__Input__
--*--
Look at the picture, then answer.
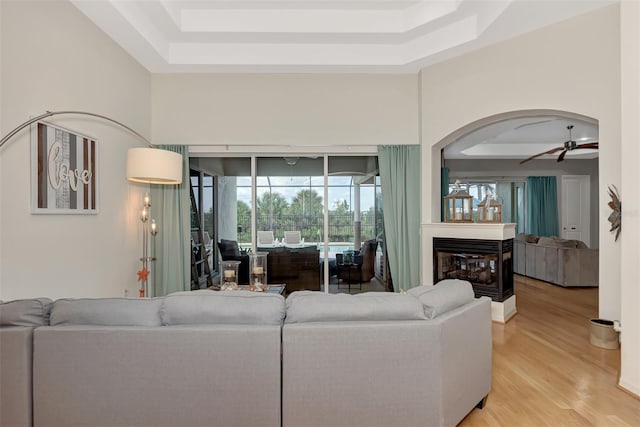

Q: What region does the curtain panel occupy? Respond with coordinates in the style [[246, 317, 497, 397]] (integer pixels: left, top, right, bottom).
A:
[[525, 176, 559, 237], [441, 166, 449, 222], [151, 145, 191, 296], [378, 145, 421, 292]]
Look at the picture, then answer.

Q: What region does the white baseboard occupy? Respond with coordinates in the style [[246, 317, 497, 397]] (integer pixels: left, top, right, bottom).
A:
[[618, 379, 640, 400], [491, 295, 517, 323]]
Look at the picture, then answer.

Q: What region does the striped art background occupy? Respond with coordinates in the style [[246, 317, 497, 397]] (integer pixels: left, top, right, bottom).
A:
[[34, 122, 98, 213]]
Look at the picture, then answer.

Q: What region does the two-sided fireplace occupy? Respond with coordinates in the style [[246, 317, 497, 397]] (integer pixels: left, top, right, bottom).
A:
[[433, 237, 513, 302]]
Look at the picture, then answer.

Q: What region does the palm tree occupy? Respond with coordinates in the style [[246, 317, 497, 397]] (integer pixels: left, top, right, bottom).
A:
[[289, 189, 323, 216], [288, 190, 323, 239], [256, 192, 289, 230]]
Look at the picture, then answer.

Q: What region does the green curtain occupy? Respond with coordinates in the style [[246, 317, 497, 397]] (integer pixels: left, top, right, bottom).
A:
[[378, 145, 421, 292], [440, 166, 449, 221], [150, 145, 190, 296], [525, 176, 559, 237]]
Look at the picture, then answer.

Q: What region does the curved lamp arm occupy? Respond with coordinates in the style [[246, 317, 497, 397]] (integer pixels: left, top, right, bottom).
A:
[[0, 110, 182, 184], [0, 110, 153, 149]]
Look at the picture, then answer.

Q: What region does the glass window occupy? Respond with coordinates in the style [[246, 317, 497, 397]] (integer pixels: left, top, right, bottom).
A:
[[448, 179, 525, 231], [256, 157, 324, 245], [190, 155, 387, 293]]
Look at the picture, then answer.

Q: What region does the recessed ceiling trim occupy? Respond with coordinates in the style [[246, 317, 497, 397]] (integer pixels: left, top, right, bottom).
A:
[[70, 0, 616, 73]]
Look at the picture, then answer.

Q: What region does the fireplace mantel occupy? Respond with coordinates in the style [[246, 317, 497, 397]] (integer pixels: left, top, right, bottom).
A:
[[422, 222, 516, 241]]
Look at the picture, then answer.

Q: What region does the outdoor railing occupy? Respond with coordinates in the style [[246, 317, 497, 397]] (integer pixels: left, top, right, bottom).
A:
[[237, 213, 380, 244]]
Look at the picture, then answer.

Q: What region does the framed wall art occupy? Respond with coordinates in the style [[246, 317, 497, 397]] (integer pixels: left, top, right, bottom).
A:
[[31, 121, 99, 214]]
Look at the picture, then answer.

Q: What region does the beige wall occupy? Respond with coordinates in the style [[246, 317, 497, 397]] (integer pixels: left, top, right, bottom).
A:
--*--
__Work task__
Could you show every line of the listing that holds the string "curtain"?

__Exercise response__
Q: What region does the curtain panel occupy? Respond with coordinates in the style [[246, 317, 497, 397]] (integer pixels: left, top, right, bottom).
Q: What region does the green curtain occupy? Respond with coordinates in the style [[246, 317, 497, 397]] (integer pixels: left, top, right, bottom).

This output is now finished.